**The problem**
Copy the data precisely, keeping every character.

***** Source material

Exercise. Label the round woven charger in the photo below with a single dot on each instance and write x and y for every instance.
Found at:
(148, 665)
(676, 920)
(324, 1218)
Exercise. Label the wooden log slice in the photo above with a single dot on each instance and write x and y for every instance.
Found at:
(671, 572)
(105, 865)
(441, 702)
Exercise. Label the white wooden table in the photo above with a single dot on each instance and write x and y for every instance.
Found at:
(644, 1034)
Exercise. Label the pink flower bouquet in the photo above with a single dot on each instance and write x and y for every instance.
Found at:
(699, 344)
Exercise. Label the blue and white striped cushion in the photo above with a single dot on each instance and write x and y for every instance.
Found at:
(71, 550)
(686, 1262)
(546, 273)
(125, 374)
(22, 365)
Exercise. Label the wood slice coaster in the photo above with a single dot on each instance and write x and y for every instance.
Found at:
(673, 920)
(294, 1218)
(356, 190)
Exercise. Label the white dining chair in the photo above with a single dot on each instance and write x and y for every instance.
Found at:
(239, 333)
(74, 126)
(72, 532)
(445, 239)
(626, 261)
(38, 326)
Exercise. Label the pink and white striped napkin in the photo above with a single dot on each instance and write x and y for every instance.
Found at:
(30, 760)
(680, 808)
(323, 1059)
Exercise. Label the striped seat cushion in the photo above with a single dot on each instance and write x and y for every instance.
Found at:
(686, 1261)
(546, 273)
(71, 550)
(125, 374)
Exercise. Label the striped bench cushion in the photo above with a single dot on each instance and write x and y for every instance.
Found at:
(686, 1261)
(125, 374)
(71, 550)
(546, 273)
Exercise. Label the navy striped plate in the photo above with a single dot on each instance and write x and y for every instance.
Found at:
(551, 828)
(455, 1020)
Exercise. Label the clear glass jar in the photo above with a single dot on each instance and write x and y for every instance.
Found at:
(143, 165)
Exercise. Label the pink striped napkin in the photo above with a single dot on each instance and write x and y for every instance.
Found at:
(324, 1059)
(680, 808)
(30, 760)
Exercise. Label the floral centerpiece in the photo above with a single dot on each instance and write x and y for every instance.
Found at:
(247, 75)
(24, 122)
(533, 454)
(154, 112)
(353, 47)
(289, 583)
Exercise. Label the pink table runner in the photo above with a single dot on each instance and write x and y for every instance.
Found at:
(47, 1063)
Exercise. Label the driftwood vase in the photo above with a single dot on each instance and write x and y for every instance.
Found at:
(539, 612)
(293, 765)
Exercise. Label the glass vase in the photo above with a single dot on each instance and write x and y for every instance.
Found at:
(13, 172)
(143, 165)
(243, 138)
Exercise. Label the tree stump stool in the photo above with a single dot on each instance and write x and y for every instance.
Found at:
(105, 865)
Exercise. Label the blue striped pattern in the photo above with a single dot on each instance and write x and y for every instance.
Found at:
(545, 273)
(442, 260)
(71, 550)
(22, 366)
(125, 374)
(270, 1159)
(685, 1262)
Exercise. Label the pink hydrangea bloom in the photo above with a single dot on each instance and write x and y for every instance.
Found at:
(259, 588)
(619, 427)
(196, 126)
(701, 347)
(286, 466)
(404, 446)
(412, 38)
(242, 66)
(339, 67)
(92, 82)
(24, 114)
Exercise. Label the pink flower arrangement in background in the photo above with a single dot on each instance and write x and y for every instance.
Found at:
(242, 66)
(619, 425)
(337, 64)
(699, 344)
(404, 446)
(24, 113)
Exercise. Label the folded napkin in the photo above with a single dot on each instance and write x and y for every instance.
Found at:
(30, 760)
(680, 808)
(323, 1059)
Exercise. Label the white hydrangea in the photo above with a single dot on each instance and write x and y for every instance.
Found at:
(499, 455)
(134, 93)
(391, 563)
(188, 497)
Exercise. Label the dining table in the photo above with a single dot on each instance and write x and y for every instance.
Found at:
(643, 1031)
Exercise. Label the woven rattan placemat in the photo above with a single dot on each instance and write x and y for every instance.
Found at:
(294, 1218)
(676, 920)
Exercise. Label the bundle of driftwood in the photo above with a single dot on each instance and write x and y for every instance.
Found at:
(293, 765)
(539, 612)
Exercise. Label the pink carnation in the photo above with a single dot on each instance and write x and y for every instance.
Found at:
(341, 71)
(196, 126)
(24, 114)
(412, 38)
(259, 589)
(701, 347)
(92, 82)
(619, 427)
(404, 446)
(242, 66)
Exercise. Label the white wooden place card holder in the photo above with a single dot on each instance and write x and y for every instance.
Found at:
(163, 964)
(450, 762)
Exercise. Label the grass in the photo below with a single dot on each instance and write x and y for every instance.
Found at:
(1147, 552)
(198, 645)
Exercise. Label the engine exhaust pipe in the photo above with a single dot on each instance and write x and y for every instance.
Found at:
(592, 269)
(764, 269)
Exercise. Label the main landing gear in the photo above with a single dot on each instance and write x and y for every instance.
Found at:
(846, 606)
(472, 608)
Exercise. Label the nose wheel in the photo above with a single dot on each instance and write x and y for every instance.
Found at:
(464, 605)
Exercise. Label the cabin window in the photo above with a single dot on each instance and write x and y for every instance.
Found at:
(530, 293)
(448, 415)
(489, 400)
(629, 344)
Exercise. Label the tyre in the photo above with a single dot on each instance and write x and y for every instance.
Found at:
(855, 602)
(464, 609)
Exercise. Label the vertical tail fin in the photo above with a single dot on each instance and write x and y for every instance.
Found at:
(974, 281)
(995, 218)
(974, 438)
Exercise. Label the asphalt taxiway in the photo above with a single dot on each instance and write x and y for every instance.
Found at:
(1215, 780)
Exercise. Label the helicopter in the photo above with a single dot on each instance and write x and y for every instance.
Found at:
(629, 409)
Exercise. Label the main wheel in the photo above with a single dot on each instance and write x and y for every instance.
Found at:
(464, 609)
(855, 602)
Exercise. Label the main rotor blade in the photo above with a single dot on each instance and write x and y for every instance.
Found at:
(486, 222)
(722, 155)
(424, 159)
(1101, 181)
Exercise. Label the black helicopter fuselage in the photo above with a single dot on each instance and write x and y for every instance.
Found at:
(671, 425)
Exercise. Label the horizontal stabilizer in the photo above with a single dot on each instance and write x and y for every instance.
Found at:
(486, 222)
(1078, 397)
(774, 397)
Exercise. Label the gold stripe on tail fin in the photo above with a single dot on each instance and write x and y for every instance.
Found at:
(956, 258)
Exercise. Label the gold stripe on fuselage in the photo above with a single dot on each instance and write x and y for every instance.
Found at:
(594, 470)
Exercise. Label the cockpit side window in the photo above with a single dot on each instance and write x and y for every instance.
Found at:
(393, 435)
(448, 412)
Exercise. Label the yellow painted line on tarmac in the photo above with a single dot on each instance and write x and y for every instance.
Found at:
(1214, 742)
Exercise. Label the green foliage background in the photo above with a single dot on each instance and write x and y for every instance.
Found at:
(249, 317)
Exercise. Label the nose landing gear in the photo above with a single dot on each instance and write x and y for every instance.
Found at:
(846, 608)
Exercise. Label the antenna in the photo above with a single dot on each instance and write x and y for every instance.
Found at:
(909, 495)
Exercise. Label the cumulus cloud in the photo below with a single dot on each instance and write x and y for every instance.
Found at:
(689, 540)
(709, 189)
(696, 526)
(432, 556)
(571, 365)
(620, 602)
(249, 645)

**********

**Answer to the exercise**
Exercise. Label the round woven charger in the photo below with a single dot on each instance and write x and y for every instance.
Found at:
(148, 665)
(676, 920)
(324, 1218)
Exercise. Label the wooden log slice in the photo above with a single dot on each instance and write x and y for every instance.
Found at:
(671, 572)
(105, 865)
(441, 702)
Exercise. Label the white wooden table in the photo above with a single dot on each instance and write x and y for every instance.
Found at:
(644, 1034)
Exercise. Label the pink flower bouquet in the photo above with a single dot on each instance and write x and y for every instance.
Found at:
(699, 344)
Exercise. Label the blue and white striped cushion in the photo above with a single dot on each instance and write x and y for every instance.
Found at:
(71, 550)
(686, 1262)
(546, 273)
(125, 374)
(22, 365)
Exercise. Label the wood slice coaster in the photo above with a single dot on each instance and write x and y for every instance.
Found at:
(673, 920)
(294, 1218)
(356, 190)
Exercise. Label the white dining chair in the photo above with a single dot on each instance and write x and y for every instance.
Found at:
(239, 333)
(74, 126)
(72, 532)
(445, 239)
(626, 261)
(38, 326)
Exercise. Label the pink and white striped napkin in the photo above with a single dot on each instance and write x and y for every instance.
Found at:
(30, 760)
(680, 808)
(323, 1059)
Exercise. Label the striped seat cushion in the photo above with a single dot on each instance and write x and y for every instance.
Found at:
(686, 1261)
(546, 273)
(71, 550)
(125, 374)
Exercise. Label the striped bench cushion in the photo above with a single dot on each instance and write x and y for every instance.
Found at:
(686, 1261)
(125, 374)
(71, 550)
(546, 273)
Exercise. Label the navy striped plate in the photo above with a single dot on each instance and write x and y for every instance.
Found at:
(551, 828)
(455, 1020)
Exercise. Label the clear glass jar in the photo above with a single dot on each instance and write x and y for every instance.
Found at:
(143, 165)
Exercise. Label the pink striped napkin in the photo above with a single dot on each instance and write x and y for every instance.
Found at:
(324, 1059)
(680, 808)
(30, 760)
Exercise. Label the floral centerpiece in the photo above with a single dot on each instance and write x and y for every instance.
Found at:
(247, 75)
(24, 122)
(533, 454)
(154, 112)
(353, 47)
(289, 583)
Exercise. Label the pink table runner in the photo above with a single dot on each instance and write x and y for every instance.
Found at:
(47, 1063)
Exercise. Label the driftwood vase in the photo above with a single dot on each instance and write x and y for every instance.
Found at:
(539, 612)
(293, 765)
Exercise. Label the glass vase in the photo above with a single dot on each instance and write x and y for every instance.
Found at:
(13, 172)
(143, 165)
(243, 138)
Exercise. Label the tree stump stool in the photo above with a single dot on each instance and write x and y for every instance.
Found at:
(105, 865)
Exercise. Label the blue striped pattern in the photo above with a single dot on each instance and write x and y for every instance.
Found at:
(545, 273)
(442, 260)
(71, 550)
(22, 366)
(125, 374)
(270, 1159)
(685, 1262)
Exercise. Label the pink hydrangea bloom in the photo above with a single dot on each instance and write x and y for every instance.
Found at:
(259, 588)
(619, 427)
(196, 126)
(701, 347)
(286, 466)
(404, 446)
(412, 38)
(242, 66)
(339, 67)
(92, 82)
(24, 114)
Exercise. Label the pink flower arrangement in background in the photo above with a single dot on each instance and write x and y for every instance.
Found at:
(242, 66)
(619, 425)
(337, 64)
(699, 344)
(404, 446)
(24, 113)
Exercise. Label the folded napkin in the photo above with a single dot on each instance and write x and y for every instance.
Found at:
(30, 760)
(680, 808)
(323, 1059)
Exercise. Label the white hydrangea in the photo above with a single dot on each instance and write x and y for every instance.
Found at:
(499, 455)
(134, 93)
(391, 563)
(188, 497)
Exercise. Label the dining table in the photo above with a single dot on each instance and write x and y for every instance.
Found at:
(643, 1031)
Exercise. Label the woven rattan placemat in the photo above with a single dot on each instance and write x and y for every instance.
Found at:
(294, 1218)
(676, 920)
Exercise. Label the bundle of driftwood in the photo above with a single dot on each instance and write x and y for every instance.
Found at:
(293, 765)
(539, 612)
Exercise. Label the pink carnation in the photo above with a single dot on each instance and write x and y for every instance.
Found at:
(341, 71)
(196, 126)
(24, 114)
(412, 38)
(259, 589)
(701, 347)
(92, 82)
(619, 427)
(404, 446)
(242, 66)
Exercise. Label the white wooden place card holder in the photo above with a single dot on each instance and write x and y for every instance.
Found at:
(163, 964)
(450, 762)
Exercise. Label the grass in the photo below with a single dot on each instance and write x and y for every instance.
Found at:
(1147, 552)
(198, 645)
Exercise. Label the engine exhaust pipe in the photo above with a single dot on each instance and write x and y for every instance.
Found at:
(592, 269)
(764, 269)
Exercise. Label the main landing gear in the photo above with a single dot on each instance and write x and y for every instance.
Found at:
(846, 606)
(472, 608)
Exercise. Label the nose wheel in the photo above with a single dot on each instance and write x and y for every instance.
Found at:
(464, 605)
Exercise. Label the cabin window in the photo above with a single dot on each instance and write x and y for every instance.
Found at:
(530, 293)
(448, 415)
(489, 400)
(629, 344)
Exercise. Label the tyre in the photo above with a single dot on each instance and write x and y for every instance.
Found at:
(855, 602)
(464, 609)
Exercise. Label the vertical tail fin in the photo above with a single dot on each instance and write x and y for every instance.
Found at:
(974, 281)
(995, 218)
(974, 438)
Exercise. Label the asphalt taxiway in the photo above with a single dot on each instance and write x and y for every instance.
Found at:
(1215, 780)
Exercise. Label the helicopter in the photo above with a single dot on each instance and write x and y for every instance.
Found at:
(629, 409)
Exercise. Label the main wheel in the photo above with a single dot on each instance and write x and y for every instance.
Found at:
(464, 609)
(855, 602)
Exercise. Label the main rotor blade in the photo above with a single dot on each instance and write x and y for every instance.
Found at:
(486, 222)
(722, 155)
(424, 159)
(1101, 181)
Exercise. Label the black helicopter fuselage in the photo above with a single dot on each instance and write x and y for every instance.
Found at:
(671, 425)
Exercise. Label the horizontal stabilizer in the photo above with a single dot on each instance and write x and y for every instance.
Found at:
(486, 222)
(1078, 397)
(774, 397)
Exercise. Label the gold stripe on tail fin in the photo above with a single dot on each instance and write x and y for every instance.
Found at:
(956, 258)
Exercise. Label the gold stripe on fuselage in the photo above with a single dot on each instance and write x and y for every instance.
Found at:
(594, 470)
Exercise. Label the cockpit side window in the photo above with a single dot on each instance and write x and y for every instance.
Found at:
(393, 435)
(448, 412)
Exercise. Label the yellow painted line on tarmac in the photo above with a single dot on each instance and write x and y for every instance.
Found at:
(1214, 742)
Exercise. Label the green foliage background in the photo above with a single dot on each instance and write x and y for every instance.
Found at:
(249, 317)
Exercise. Label the nose landing gear in the photo above with a single dot on each instance and write x and y for every instance.
Found at:
(846, 608)
Exercise. Label the antenna in the photo above with a single dot on each instance and write x and y for every instance.
Found at:
(909, 495)
Exercise. Label the cumulus cloud in the photo below with a single dot on each instance and write x and y for every instance.
Found at:
(689, 540)
(709, 189)
(696, 526)
(432, 556)
(571, 365)
(620, 602)
(249, 645)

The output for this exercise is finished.